PROVIDED DATA:
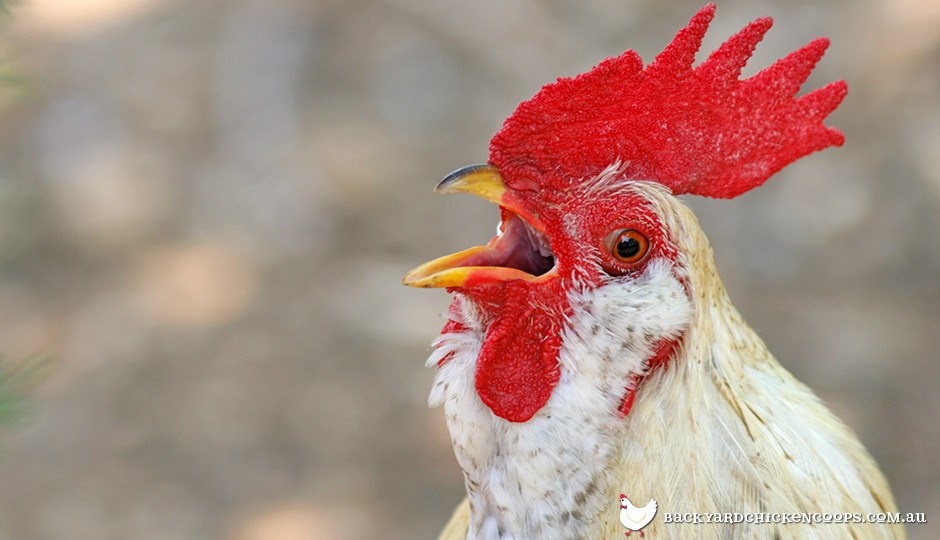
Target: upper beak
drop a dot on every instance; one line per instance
(481, 264)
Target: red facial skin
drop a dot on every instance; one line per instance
(696, 129)
(518, 367)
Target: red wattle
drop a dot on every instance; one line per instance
(517, 368)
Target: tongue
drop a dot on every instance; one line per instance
(518, 363)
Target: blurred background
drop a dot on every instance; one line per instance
(206, 208)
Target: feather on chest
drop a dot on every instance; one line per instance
(553, 475)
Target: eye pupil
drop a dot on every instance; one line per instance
(627, 247)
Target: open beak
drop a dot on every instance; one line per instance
(520, 250)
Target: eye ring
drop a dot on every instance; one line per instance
(628, 246)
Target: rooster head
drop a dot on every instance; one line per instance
(585, 174)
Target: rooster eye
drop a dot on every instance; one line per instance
(628, 245)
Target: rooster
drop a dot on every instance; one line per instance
(591, 348)
(634, 518)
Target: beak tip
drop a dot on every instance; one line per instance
(458, 180)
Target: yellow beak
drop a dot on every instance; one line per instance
(469, 267)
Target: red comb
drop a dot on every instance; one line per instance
(696, 130)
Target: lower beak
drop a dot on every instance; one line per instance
(497, 261)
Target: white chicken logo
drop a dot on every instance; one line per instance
(635, 518)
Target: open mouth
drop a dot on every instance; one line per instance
(518, 245)
(520, 250)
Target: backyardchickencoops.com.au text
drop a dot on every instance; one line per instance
(794, 517)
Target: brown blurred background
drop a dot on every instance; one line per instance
(206, 207)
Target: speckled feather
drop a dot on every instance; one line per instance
(724, 429)
(721, 426)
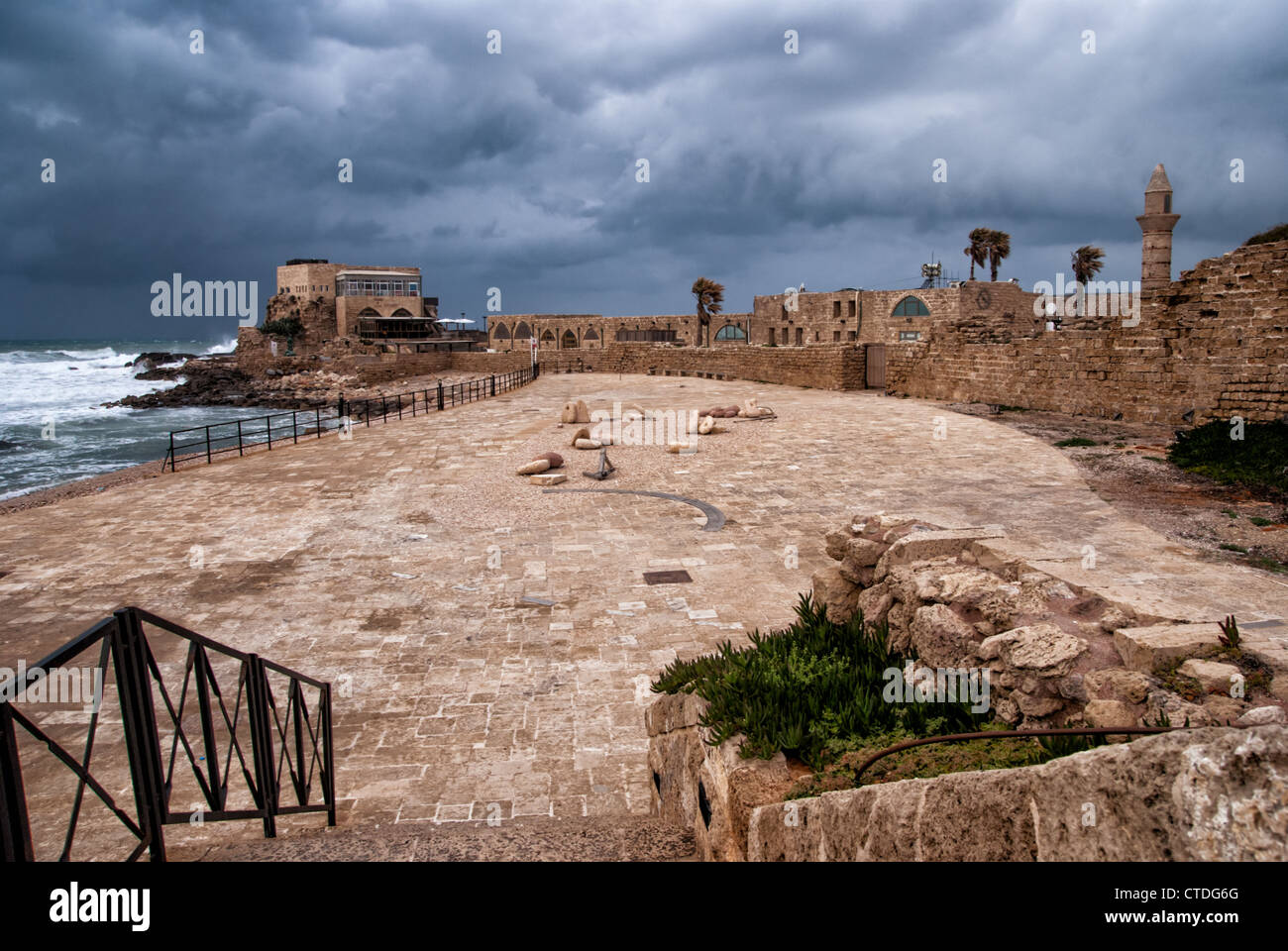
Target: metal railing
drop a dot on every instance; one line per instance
(261, 432)
(278, 729)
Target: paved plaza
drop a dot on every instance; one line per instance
(397, 565)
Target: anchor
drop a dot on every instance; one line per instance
(605, 468)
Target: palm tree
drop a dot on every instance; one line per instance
(709, 300)
(1086, 264)
(999, 249)
(977, 251)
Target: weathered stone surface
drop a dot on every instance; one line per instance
(1150, 648)
(1037, 705)
(1039, 648)
(838, 594)
(1120, 684)
(1223, 710)
(875, 603)
(1262, 715)
(1197, 795)
(900, 634)
(940, 637)
(993, 596)
(833, 543)
(1111, 713)
(862, 553)
(708, 789)
(918, 547)
(1212, 676)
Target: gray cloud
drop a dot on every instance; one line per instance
(519, 170)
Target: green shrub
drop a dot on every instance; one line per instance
(1258, 461)
(807, 690)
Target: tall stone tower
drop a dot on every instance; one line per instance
(1155, 226)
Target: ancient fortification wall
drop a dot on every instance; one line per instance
(1214, 342)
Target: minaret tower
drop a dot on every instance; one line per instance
(1155, 224)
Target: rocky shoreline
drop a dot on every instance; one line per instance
(218, 380)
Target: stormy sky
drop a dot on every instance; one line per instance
(518, 170)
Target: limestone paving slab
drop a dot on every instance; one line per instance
(475, 624)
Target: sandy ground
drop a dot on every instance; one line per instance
(1128, 468)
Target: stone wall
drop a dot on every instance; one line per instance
(1215, 343)
(1203, 795)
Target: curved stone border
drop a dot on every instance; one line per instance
(715, 517)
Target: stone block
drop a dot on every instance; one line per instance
(1153, 647)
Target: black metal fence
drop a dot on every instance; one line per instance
(240, 436)
(237, 714)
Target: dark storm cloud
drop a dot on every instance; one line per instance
(519, 170)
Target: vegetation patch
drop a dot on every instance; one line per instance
(1258, 461)
(811, 690)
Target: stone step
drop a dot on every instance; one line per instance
(537, 839)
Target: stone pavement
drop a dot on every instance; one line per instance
(397, 564)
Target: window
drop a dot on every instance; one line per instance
(652, 335)
(911, 307)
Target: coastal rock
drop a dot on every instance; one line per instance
(1212, 676)
(1039, 648)
(838, 595)
(940, 637)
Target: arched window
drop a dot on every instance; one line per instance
(911, 307)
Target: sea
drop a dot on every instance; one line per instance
(54, 427)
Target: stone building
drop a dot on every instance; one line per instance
(369, 303)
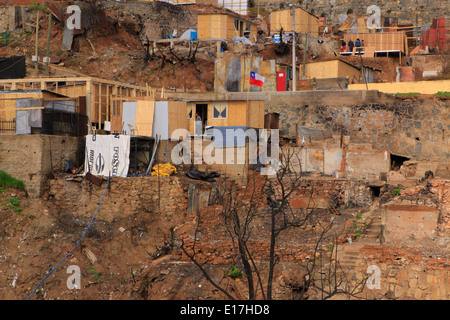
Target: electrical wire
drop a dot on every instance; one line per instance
(107, 184)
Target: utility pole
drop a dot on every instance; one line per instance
(48, 40)
(294, 67)
(37, 38)
(304, 56)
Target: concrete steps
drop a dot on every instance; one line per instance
(348, 256)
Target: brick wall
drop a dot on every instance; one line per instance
(31, 157)
(401, 127)
(124, 198)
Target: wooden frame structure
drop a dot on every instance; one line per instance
(238, 113)
(98, 92)
(224, 26)
(380, 42)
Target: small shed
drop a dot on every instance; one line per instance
(305, 22)
(224, 26)
(332, 69)
(226, 113)
(40, 112)
(148, 117)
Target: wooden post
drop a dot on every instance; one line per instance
(48, 40)
(37, 39)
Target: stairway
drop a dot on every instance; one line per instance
(349, 254)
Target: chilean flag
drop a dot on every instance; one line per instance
(256, 79)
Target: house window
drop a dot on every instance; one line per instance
(190, 108)
(220, 110)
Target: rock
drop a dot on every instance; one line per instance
(90, 255)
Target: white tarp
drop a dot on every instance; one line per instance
(161, 120)
(129, 117)
(107, 155)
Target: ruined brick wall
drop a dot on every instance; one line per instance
(418, 129)
(404, 275)
(124, 198)
(407, 11)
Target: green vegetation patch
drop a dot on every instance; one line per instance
(8, 181)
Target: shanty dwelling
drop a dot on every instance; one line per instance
(225, 26)
(232, 73)
(40, 112)
(392, 43)
(152, 124)
(305, 22)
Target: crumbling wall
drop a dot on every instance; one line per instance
(403, 275)
(32, 158)
(125, 197)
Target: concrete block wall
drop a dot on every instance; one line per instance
(124, 198)
(400, 127)
(31, 158)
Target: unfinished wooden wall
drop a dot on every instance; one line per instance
(380, 41)
(304, 22)
(239, 113)
(98, 92)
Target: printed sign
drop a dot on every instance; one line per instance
(107, 155)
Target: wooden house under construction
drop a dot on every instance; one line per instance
(224, 26)
(305, 22)
(94, 95)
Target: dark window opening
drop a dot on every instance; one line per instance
(397, 162)
(376, 191)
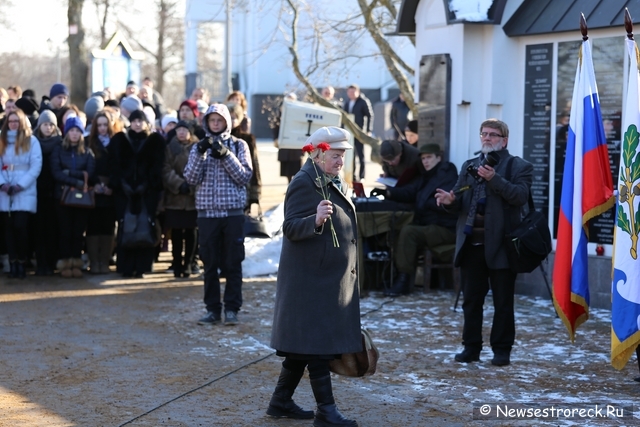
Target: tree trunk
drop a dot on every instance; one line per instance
(162, 26)
(78, 58)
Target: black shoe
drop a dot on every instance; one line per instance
(210, 319)
(21, 273)
(400, 286)
(230, 318)
(501, 358)
(13, 270)
(281, 404)
(467, 356)
(327, 414)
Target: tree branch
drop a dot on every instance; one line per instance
(316, 97)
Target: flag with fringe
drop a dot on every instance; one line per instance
(587, 191)
(625, 289)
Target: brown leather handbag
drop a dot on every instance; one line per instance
(79, 198)
(360, 364)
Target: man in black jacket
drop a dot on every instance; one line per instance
(360, 107)
(432, 226)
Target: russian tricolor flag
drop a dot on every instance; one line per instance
(625, 290)
(587, 191)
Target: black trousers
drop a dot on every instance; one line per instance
(476, 278)
(222, 247)
(16, 232)
(359, 151)
(72, 223)
(183, 238)
(45, 232)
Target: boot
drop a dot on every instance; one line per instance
(93, 250)
(281, 404)
(20, 270)
(401, 286)
(106, 247)
(64, 266)
(13, 270)
(6, 266)
(327, 414)
(76, 266)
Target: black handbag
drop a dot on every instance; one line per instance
(255, 226)
(79, 197)
(360, 364)
(138, 230)
(528, 243)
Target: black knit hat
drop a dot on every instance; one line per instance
(138, 115)
(184, 124)
(27, 105)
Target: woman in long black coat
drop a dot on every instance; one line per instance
(317, 311)
(136, 181)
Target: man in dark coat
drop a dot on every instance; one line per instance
(400, 161)
(317, 312)
(399, 116)
(360, 107)
(481, 204)
(432, 226)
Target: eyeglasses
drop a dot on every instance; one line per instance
(491, 134)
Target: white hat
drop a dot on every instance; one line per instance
(336, 137)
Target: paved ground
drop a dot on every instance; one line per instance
(102, 351)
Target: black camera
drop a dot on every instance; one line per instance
(489, 159)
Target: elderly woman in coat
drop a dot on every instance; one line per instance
(317, 311)
(20, 162)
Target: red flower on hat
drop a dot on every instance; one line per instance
(323, 146)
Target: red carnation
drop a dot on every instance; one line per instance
(323, 146)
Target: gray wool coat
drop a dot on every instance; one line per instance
(317, 308)
(501, 193)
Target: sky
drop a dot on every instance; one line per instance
(36, 21)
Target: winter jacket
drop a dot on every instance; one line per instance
(255, 185)
(74, 163)
(138, 159)
(500, 193)
(46, 183)
(176, 157)
(20, 169)
(221, 182)
(317, 308)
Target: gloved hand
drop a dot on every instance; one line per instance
(378, 192)
(218, 150)
(204, 144)
(127, 189)
(14, 189)
(184, 188)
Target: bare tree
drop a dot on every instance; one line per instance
(78, 61)
(376, 17)
(167, 53)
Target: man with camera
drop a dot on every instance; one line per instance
(491, 190)
(220, 166)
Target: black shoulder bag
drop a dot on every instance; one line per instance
(529, 242)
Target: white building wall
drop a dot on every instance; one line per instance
(260, 46)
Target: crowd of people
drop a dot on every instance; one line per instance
(125, 156)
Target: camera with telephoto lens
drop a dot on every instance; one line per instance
(489, 159)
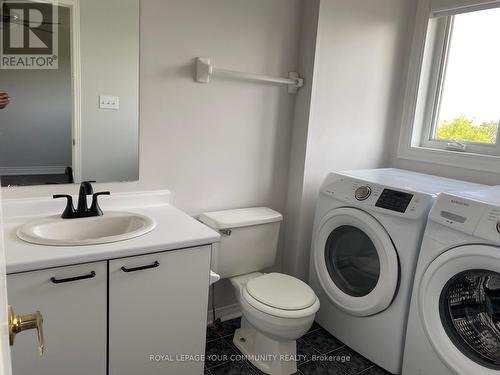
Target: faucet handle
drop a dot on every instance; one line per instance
(94, 208)
(69, 211)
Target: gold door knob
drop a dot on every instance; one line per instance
(20, 323)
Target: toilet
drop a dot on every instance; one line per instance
(277, 309)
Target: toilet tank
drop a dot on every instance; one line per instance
(249, 239)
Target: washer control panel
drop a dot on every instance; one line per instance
(468, 216)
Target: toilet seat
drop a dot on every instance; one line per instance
(280, 295)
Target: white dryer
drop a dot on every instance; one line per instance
(454, 323)
(367, 234)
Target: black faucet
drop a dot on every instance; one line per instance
(82, 208)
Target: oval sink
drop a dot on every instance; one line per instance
(111, 227)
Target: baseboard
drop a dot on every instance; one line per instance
(225, 312)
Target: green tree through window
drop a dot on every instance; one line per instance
(463, 129)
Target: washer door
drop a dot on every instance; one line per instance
(356, 262)
(459, 306)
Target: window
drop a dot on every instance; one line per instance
(455, 106)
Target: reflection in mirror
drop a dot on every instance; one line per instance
(69, 86)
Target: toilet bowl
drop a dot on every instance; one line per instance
(277, 309)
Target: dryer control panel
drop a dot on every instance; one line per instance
(394, 200)
(388, 200)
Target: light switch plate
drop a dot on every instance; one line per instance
(109, 102)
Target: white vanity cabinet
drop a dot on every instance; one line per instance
(73, 303)
(127, 316)
(158, 312)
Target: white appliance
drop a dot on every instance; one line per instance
(454, 323)
(367, 234)
(277, 309)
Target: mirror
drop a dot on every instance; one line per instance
(69, 91)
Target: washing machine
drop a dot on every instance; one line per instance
(454, 323)
(367, 234)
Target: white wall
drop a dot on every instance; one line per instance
(358, 55)
(222, 145)
(456, 172)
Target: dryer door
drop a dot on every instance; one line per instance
(459, 306)
(356, 262)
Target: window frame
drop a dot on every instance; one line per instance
(426, 75)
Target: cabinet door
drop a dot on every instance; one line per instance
(74, 320)
(158, 312)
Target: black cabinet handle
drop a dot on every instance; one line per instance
(154, 265)
(76, 278)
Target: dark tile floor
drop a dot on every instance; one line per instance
(338, 359)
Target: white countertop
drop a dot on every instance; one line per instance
(174, 230)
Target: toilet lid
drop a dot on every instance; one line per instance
(281, 291)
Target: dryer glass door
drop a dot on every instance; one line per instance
(356, 261)
(470, 313)
(352, 260)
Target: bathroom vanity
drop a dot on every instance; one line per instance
(128, 307)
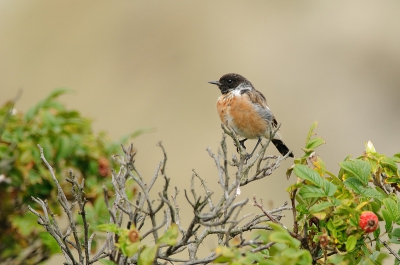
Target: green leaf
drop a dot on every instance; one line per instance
(396, 158)
(395, 236)
(171, 236)
(147, 255)
(388, 220)
(314, 143)
(354, 184)
(370, 192)
(369, 147)
(307, 173)
(311, 192)
(281, 235)
(391, 207)
(351, 243)
(358, 168)
(389, 163)
(106, 262)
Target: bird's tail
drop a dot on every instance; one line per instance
(282, 148)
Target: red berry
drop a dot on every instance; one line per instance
(368, 221)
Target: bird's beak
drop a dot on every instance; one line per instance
(215, 83)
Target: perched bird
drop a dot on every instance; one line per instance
(245, 110)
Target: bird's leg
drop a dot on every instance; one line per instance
(251, 154)
(242, 143)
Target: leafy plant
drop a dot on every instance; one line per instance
(69, 142)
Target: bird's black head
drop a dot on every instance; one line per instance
(230, 82)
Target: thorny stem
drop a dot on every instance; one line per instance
(222, 219)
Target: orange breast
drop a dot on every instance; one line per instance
(238, 112)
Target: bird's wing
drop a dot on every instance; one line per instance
(261, 106)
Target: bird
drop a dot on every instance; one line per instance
(245, 110)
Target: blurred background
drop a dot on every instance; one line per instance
(145, 64)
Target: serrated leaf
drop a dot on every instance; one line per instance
(354, 184)
(391, 207)
(369, 147)
(370, 192)
(147, 255)
(396, 158)
(358, 168)
(311, 192)
(170, 237)
(320, 207)
(314, 143)
(284, 237)
(351, 243)
(389, 163)
(320, 215)
(395, 236)
(388, 220)
(307, 173)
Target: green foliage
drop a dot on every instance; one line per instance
(329, 206)
(328, 209)
(68, 142)
(282, 249)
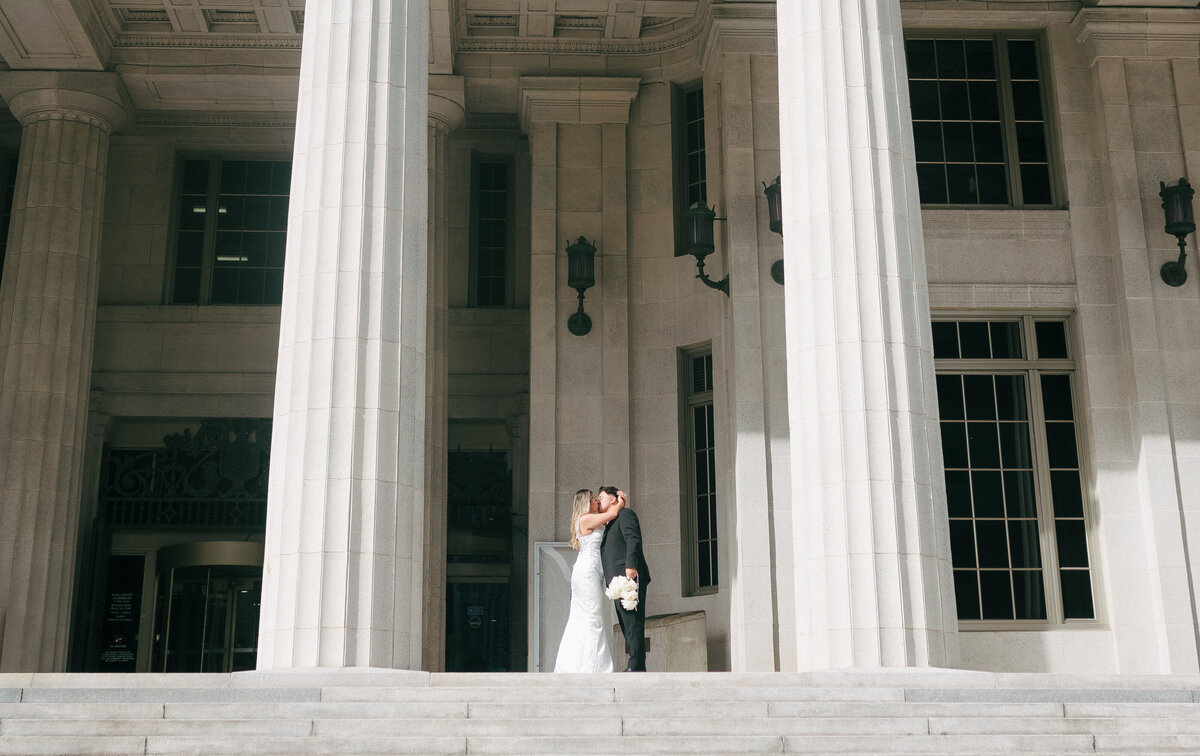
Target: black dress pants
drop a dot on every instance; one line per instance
(633, 627)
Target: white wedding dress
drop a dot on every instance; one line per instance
(585, 645)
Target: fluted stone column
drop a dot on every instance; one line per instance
(447, 113)
(345, 532)
(871, 541)
(47, 328)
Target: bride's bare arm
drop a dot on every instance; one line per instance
(593, 521)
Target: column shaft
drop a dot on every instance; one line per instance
(869, 505)
(447, 113)
(345, 533)
(47, 328)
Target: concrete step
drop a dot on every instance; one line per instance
(385, 712)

EXERCISE BRIEF: Print nothing but the lines from the line with "Target: black dress pants" to the last line of the records above. Both of those lines count.

FULL RESPONSE:
Target: black dress pants
drop a dot on every instance; one line per instance
(633, 627)
Target: white wedding dress
drop a dot on every instance; one line per instance
(585, 645)
Target: fluted stone column
drop a dot on every instance; one line per instance
(447, 113)
(345, 532)
(871, 541)
(47, 328)
Target: bride's bare arm
drop a dot on every instance; one line per instance
(593, 521)
Target: column shaft
drop a dot on every instance; one line per instance
(869, 505)
(447, 113)
(345, 533)
(47, 328)
Target: concrete step
drop a dot on every instance; one line per instance
(385, 712)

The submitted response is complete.